● **Exercise directions**: List each line in the records below that contains the word "collar". Case counts.

● **Data for the task**:

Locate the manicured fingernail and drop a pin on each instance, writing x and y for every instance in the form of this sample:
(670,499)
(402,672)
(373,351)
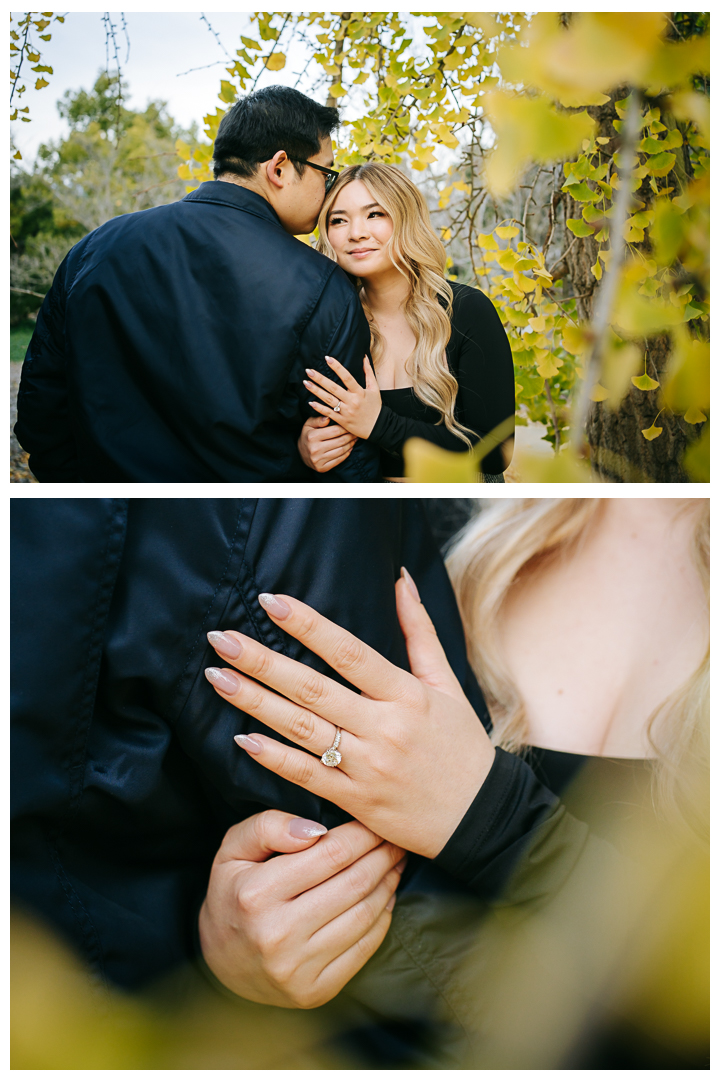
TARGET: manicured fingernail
(274,606)
(222,680)
(410,583)
(248,743)
(223,644)
(304,829)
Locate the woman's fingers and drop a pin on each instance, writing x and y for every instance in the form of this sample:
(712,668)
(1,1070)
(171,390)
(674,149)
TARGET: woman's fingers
(347,655)
(299,768)
(302,685)
(425,653)
(300,725)
(352,385)
(328,396)
(330,386)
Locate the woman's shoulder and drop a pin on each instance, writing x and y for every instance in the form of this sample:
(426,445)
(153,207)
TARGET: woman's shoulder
(469,301)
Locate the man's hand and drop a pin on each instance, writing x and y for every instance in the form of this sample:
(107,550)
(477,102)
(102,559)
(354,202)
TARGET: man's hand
(324,445)
(293,930)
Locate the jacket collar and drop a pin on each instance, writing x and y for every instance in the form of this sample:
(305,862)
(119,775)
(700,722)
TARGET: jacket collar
(233,194)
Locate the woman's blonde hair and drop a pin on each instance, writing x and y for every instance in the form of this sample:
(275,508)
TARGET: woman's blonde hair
(516,536)
(416,251)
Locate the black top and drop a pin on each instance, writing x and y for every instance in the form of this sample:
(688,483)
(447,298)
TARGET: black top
(173,346)
(480,359)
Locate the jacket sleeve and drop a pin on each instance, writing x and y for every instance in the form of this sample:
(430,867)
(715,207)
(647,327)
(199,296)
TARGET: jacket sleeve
(338,328)
(43,423)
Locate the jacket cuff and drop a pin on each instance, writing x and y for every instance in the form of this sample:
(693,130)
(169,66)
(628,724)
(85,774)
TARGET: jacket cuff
(498,826)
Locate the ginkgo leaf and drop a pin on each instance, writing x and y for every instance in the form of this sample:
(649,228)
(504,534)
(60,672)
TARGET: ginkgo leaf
(275,63)
(644,382)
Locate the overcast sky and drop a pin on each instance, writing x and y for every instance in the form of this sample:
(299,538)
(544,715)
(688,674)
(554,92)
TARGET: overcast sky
(162,45)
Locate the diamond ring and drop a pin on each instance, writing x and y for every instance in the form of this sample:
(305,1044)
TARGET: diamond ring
(331,757)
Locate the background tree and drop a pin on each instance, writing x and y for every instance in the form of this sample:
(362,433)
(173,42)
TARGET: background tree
(565,158)
(113,161)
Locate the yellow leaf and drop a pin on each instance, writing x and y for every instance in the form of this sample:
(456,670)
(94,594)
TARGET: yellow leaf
(275,63)
(487,241)
(644,382)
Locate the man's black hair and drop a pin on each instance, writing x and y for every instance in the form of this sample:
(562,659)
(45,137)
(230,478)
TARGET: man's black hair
(275,118)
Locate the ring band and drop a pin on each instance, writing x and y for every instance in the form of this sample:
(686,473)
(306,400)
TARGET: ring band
(331,757)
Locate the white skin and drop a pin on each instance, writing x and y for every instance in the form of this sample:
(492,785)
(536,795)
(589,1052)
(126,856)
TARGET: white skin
(293,930)
(627,607)
(360,231)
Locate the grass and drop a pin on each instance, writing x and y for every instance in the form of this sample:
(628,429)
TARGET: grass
(19,339)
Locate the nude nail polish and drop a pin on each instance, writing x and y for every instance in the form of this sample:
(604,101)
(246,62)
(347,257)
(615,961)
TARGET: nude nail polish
(223,644)
(248,743)
(301,828)
(275,607)
(410,583)
(225,682)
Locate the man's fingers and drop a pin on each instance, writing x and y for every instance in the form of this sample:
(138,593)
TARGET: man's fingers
(425,653)
(356,888)
(293,875)
(256,838)
(347,655)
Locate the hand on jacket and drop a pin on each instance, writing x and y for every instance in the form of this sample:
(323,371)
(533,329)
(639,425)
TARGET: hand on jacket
(358,408)
(324,445)
(293,930)
(413,752)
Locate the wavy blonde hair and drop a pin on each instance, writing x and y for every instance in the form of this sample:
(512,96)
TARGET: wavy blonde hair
(517,536)
(415,251)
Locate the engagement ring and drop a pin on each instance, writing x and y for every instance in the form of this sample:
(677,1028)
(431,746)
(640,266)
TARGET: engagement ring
(333,755)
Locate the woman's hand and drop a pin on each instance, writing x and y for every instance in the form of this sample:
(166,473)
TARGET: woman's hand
(293,930)
(413,752)
(324,445)
(358,408)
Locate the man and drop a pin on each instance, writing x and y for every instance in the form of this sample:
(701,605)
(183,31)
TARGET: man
(125,774)
(174,342)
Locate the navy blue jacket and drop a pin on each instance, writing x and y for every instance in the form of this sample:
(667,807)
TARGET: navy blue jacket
(125,774)
(173,345)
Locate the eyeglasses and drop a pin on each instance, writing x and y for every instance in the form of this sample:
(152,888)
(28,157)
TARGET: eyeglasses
(330,175)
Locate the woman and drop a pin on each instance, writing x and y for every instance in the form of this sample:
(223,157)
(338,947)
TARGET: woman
(443,364)
(561,601)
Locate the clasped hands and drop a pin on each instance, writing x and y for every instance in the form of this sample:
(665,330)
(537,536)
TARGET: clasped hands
(413,757)
(327,440)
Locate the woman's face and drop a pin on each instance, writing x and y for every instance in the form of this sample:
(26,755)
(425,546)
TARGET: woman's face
(360,230)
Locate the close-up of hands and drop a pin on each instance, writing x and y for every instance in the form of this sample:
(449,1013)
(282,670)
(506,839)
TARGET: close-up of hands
(413,753)
(324,445)
(291,930)
(358,408)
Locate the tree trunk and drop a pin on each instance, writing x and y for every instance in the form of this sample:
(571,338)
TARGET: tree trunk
(620,451)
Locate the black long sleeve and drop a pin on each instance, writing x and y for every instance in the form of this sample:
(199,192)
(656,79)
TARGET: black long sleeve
(480,359)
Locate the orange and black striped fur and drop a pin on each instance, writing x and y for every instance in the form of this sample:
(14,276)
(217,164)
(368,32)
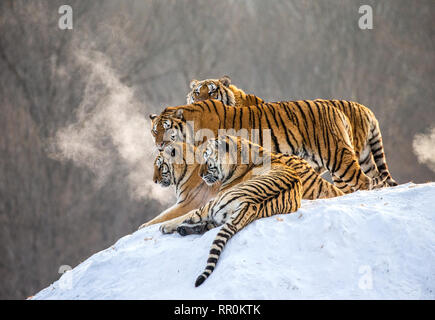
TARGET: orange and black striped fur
(191,191)
(172,167)
(313,130)
(367,139)
(220,89)
(250,191)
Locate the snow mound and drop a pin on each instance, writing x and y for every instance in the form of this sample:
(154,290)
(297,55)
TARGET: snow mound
(367,245)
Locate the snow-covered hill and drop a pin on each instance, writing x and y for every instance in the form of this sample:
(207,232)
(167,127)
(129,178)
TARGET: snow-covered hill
(367,245)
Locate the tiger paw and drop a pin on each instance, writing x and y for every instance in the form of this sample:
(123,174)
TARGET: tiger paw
(143,226)
(185,229)
(168,228)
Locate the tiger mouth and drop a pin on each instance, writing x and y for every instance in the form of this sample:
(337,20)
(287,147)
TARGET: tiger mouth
(209,179)
(165,183)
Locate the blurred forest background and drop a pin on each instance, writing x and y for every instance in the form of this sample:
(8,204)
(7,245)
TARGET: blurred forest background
(74,136)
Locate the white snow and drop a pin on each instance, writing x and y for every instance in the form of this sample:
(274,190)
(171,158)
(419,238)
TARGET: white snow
(366,245)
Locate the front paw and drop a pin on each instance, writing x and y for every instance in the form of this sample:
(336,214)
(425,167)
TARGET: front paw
(143,226)
(168,228)
(186,229)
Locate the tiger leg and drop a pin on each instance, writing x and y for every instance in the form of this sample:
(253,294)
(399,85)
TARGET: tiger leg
(315,187)
(240,218)
(348,174)
(377,150)
(368,166)
(197,220)
(285,201)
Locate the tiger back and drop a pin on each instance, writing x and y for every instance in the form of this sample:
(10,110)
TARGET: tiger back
(313,130)
(249,191)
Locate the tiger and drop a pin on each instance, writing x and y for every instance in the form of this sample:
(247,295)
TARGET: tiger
(313,130)
(220,89)
(190,190)
(250,191)
(367,138)
(171,167)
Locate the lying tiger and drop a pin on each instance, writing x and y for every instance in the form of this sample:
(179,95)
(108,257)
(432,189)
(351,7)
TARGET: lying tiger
(367,138)
(313,130)
(249,191)
(172,168)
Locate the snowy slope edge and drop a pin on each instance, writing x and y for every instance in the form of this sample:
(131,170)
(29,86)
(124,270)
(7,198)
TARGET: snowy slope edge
(367,245)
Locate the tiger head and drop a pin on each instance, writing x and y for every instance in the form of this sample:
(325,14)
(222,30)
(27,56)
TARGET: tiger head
(167,128)
(170,164)
(221,157)
(211,89)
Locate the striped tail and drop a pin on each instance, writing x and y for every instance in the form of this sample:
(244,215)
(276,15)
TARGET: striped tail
(377,150)
(225,234)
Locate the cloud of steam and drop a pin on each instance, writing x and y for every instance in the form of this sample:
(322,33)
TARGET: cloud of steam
(111,132)
(424,148)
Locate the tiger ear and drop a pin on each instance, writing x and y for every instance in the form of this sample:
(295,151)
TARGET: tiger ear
(193,83)
(226,81)
(179,113)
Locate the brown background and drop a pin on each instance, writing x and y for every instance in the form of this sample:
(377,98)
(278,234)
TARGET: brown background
(52,214)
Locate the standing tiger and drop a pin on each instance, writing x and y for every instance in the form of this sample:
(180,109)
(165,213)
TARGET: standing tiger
(313,130)
(250,191)
(172,167)
(220,89)
(367,139)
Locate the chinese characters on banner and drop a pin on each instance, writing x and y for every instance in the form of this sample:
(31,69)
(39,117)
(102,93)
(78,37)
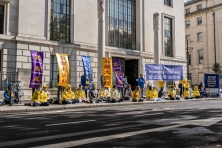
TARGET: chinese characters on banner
(86,60)
(37,69)
(63,65)
(118,73)
(107,72)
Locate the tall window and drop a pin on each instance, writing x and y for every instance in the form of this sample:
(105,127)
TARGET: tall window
(1,19)
(200,53)
(199,20)
(199,7)
(168,37)
(60,21)
(168,2)
(187,24)
(122,23)
(200,37)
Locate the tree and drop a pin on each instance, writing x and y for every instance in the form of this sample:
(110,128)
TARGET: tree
(216,68)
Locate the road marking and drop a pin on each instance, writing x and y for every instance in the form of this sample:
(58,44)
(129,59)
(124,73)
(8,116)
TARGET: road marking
(70,123)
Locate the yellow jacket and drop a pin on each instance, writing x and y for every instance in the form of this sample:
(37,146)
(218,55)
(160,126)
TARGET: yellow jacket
(103,93)
(160,84)
(68,95)
(186,93)
(80,94)
(136,95)
(148,93)
(39,96)
(172,93)
(196,92)
(153,94)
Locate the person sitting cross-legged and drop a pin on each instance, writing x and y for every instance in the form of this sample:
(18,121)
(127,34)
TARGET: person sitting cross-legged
(136,95)
(115,95)
(172,94)
(80,95)
(68,96)
(40,97)
(196,93)
(103,94)
(154,95)
(186,94)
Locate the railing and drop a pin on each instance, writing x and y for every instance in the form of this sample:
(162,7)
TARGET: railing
(6,77)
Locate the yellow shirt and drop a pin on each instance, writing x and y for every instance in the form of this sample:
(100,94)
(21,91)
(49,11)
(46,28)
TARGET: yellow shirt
(80,94)
(103,93)
(136,95)
(153,94)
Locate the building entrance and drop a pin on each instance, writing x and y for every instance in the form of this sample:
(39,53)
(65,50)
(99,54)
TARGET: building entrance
(130,69)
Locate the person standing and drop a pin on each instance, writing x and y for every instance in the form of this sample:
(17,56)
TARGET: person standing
(141,82)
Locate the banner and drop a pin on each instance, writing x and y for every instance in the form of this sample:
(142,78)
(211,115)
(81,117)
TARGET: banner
(118,73)
(164,72)
(63,65)
(107,72)
(37,69)
(86,60)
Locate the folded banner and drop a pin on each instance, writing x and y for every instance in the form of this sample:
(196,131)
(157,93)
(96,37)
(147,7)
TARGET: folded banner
(37,69)
(86,60)
(164,72)
(118,73)
(107,72)
(63,65)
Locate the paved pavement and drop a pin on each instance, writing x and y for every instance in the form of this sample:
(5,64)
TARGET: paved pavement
(21,108)
(193,124)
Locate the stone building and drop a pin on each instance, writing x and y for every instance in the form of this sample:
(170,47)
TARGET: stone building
(71,27)
(203,20)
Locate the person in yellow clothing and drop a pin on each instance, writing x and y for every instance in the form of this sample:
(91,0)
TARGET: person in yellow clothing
(148,92)
(186,94)
(136,95)
(196,93)
(80,95)
(103,94)
(40,98)
(172,94)
(154,95)
(68,96)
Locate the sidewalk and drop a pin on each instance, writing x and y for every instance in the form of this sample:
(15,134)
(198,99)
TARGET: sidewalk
(18,108)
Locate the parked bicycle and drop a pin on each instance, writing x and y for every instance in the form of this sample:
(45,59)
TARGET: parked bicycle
(13,93)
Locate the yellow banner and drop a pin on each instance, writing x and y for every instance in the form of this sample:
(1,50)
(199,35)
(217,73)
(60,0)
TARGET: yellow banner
(107,72)
(63,65)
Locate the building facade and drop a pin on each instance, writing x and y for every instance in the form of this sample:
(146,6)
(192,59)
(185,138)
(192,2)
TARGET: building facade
(71,27)
(203,20)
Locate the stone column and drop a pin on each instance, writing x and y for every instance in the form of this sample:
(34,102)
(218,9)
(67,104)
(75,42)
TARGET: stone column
(156,38)
(101,38)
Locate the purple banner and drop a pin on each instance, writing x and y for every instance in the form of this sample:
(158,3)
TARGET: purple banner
(118,73)
(37,69)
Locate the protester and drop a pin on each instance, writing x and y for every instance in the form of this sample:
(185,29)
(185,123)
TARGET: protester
(115,95)
(104,94)
(196,93)
(154,95)
(128,92)
(148,92)
(172,94)
(141,82)
(136,95)
(93,94)
(68,96)
(186,94)
(80,95)
(40,97)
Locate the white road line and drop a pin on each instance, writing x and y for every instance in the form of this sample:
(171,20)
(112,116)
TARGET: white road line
(70,123)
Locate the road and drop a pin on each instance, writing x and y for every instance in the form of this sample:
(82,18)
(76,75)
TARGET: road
(171,125)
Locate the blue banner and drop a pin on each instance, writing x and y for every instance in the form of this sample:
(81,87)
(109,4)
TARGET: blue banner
(87,80)
(164,72)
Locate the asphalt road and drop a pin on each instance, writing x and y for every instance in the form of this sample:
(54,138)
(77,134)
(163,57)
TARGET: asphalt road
(171,125)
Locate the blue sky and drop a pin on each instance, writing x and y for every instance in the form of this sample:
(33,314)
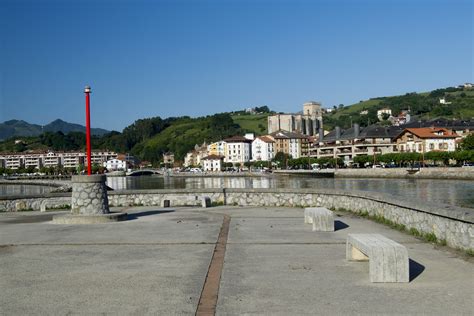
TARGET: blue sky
(172,58)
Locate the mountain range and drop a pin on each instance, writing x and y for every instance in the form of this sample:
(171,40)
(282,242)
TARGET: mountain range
(15,128)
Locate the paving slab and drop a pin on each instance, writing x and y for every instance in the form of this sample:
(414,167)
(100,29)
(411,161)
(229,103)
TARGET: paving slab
(157,262)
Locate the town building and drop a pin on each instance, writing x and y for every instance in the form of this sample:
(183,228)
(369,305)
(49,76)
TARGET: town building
(403,118)
(212,163)
(381,112)
(218,148)
(308,122)
(294,144)
(116,165)
(52,159)
(426,139)
(238,150)
(263,148)
(168,159)
(193,158)
(349,143)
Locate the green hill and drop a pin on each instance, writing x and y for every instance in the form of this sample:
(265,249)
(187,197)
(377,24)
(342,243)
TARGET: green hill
(19,128)
(422,106)
(252,123)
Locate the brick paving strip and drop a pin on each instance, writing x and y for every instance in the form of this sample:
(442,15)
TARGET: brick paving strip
(208,300)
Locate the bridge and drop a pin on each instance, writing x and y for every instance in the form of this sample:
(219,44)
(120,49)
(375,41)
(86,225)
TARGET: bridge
(144,172)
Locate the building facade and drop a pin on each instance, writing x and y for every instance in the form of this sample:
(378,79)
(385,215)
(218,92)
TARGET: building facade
(308,122)
(294,144)
(263,149)
(238,150)
(212,163)
(53,159)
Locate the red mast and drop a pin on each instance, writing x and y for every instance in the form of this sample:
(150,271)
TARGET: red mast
(87,91)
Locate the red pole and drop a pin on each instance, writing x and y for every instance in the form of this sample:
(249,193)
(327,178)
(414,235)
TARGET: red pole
(87,91)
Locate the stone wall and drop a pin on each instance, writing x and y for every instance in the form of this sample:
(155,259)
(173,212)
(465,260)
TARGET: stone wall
(424,173)
(450,223)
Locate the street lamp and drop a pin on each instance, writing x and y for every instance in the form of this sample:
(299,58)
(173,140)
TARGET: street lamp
(87,91)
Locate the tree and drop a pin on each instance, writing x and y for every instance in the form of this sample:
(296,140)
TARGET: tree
(281,159)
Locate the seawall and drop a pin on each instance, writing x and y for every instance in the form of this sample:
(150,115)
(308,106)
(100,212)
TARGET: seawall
(453,224)
(465,173)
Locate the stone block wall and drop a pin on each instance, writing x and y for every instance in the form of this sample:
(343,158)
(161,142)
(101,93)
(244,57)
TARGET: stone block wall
(453,224)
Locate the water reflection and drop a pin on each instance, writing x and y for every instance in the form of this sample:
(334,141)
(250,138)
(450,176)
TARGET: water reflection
(453,192)
(21,189)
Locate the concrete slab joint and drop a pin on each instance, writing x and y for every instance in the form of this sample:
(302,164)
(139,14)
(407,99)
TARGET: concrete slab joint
(388,260)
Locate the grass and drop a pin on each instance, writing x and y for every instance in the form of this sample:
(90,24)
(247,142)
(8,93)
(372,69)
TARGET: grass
(357,107)
(252,123)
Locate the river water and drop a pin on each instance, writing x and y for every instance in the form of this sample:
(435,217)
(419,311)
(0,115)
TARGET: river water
(451,192)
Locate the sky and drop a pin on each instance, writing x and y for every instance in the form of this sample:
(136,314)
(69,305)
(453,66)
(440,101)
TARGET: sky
(147,58)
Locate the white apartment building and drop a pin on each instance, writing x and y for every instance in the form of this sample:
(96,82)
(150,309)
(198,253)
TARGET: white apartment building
(383,111)
(218,148)
(115,164)
(72,160)
(263,149)
(212,163)
(51,159)
(238,150)
(32,161)
(426,139)
(12,161)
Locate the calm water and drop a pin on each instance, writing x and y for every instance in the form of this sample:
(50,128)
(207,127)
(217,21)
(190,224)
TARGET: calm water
(21,189)
(453,192)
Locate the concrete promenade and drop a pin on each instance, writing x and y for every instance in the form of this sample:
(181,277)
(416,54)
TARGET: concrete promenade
(156,264)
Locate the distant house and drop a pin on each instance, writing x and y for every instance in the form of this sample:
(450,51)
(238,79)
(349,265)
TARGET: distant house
(115,165)
(383,111)
(294,144)
(263,148)
(443,101)
(193,158)
(238,150)
(212,163)
(426,139)
(218,148)
(168,159)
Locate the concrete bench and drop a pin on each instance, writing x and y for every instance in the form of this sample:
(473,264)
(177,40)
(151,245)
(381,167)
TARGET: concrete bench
(321,218)
(206,201)
(388,260)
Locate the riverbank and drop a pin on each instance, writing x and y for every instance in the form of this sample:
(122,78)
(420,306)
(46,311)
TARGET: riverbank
(451,173)
(464,173)
(447,224)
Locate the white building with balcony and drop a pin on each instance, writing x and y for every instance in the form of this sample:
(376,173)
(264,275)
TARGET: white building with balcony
(115,165)
(238,150)
(263,149)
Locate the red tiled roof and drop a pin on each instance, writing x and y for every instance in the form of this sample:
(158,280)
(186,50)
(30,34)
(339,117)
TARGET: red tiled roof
(266,139)
(430,132)
(212,157)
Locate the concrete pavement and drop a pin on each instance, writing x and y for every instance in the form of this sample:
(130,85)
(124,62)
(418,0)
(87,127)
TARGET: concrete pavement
(156,263)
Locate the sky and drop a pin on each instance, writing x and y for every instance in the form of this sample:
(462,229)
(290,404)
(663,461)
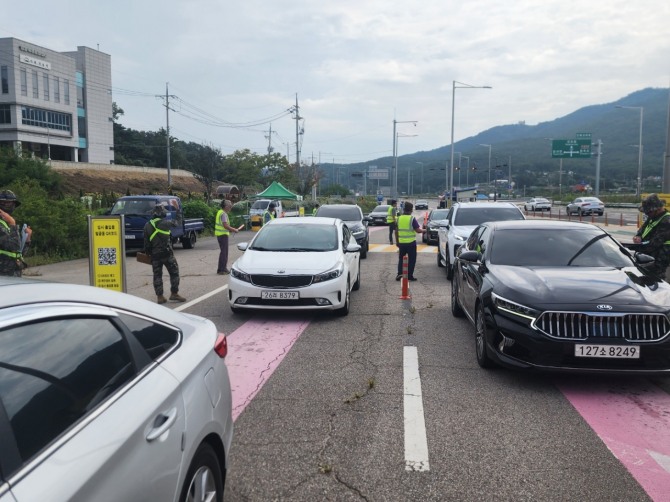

● **Task result**:
Locate the jacket collar and drop a pin on each instance, writing x and y for every instance in the form of this sample:
TARGET: jacket collar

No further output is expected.